WHAT IS REQUIRED: Extract every line of the entries below that contains the word "house", copying each such line in full.

RECORDS SHOWN:
+ + + + +

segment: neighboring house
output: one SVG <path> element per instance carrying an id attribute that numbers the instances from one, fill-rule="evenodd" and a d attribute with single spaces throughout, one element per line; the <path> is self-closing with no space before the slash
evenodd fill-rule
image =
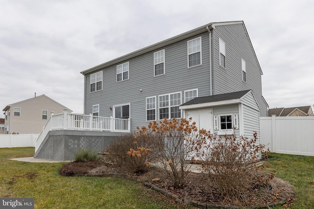
<path id="1" fill-rule="evenodd" d="M 218 135 L 252 138 L 267 116 L 262 70 L 242 21 L 210 23 L 81 73 L 84 114 L 129 118 L 131 130 L 192 116 Z"/>
<path id="2" fill-rule="evenodd" d="M 4 118 L 0 118 L 0 134 L 4 133 Z"/>
<path id="3" fill-rule="evenodd" d="M 7 105 L 4 111 L 5 134 L 39 134 L 52 112 L 72 111 L 45 94 Z"/>
<path id="4" fill-rule="evenodd" d="M 277 116 L 314 116 L 311 106 L 290 107 L 285 108 L 273 108 L 268 110 L 268 116 L 275 115 Z"/>

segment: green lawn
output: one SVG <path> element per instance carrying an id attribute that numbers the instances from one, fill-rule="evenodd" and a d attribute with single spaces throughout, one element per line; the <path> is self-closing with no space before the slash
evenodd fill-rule
<path id="1" fill-rule="evenodd" d="M 288 208 L 314 209 L 314 157 L 276 153 L 268 156 L 267 169 L 290 183 L 295 189 L 294 205 Z"/>
<path id="2" fill-rule="evenodd" d="M 34 151 L 33 147 L 0 148 L 0 197 L 33 197 L 35 209 L 188 208 L 134 181 L 61 176 L 58 171 L 65 163 L 7 160 L 30 157 Z M 314 209 L 314 157 L 271 153 L 267 164 L 265 169 L 295 188 L 294 205 L 288 208 Z"/>
<path id="3" fill-rule="evenodd" d="M 58 173 L 64 163 L 7 160 L 30 157 L 34 152 L 33 147 L 0 148 L 0 197 L 34 198 L 35 209 L 188 208 L 134 181 L 66 177 Z"/>

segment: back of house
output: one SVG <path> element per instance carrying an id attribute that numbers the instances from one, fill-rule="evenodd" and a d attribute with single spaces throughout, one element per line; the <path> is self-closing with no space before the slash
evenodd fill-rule
<path id="1" fill-rule="evenodd" d="M 132 130 L 193 114 L 200 128 L 248 135 L 267 116 L 262 72 L 242 21 L 209 23 L 81 73 L 84 114 L 130 118 Z"/>

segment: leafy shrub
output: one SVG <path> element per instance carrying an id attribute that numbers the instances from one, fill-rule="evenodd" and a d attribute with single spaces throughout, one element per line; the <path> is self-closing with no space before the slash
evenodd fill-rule
<path id="1" fill-rule="evenodd" d="M 208 184 L 227 201 L 249 201 L 250 191 L 269 186 L 274 177 L 271 173 L 258 172 L 254 163 L 261 158 L 264 148 L 257 144 L 257 136 L 255 132 L 249 139 L 235 135 L 217 139 L 210 135 L 199 152 Z"/>
<path id="2" fill-rule="evenodd" d="M 197 133 L 195 122 L 185 118 L 164 119 L 150 122 L 147 127 L 137 128 L 135 138 L 153 136 L 155 149 L 159 155 L 159 163 L 170 177 L 175 187 L 183 187 L 190 166 L 185 163 L 199 149 L 202 135 Z"/>
<path id="3" fill-rule="evenodd" d="M 131 172 L 143 173 L 156 159 L 154 147 L 153 136 L 135 139 L 134 134 L 130 133 L 118 138 L 107 147 L 106 159 Z"/>
<path id="4" fill-rule="evenodd" d="M 97 152 L 90 149 L 81 149 L 74 156 L 74 161 L 78 162 L 87 162 L 99 159 Z"/>

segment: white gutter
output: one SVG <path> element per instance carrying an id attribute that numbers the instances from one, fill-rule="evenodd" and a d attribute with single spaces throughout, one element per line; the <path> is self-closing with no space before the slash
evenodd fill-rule
<path id="1" fill-rule="evenodd" d="M 210 32 L 210 30 L 208 26 L 206 26 L 206 29 L 208 31 L 208 32 L 209 33 L 209 80 L 210 81 L 210 95 L 211 96 L 212 95 L 212 80 L 211 78 L 211 32 Z"/>

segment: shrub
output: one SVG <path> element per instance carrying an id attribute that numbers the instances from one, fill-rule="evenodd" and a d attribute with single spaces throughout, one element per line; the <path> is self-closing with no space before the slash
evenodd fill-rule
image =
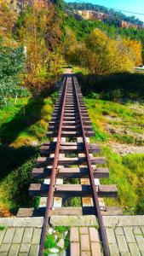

+ + + + +

REPLY TO THE TASK:
segment: neighboring house
segment: back of house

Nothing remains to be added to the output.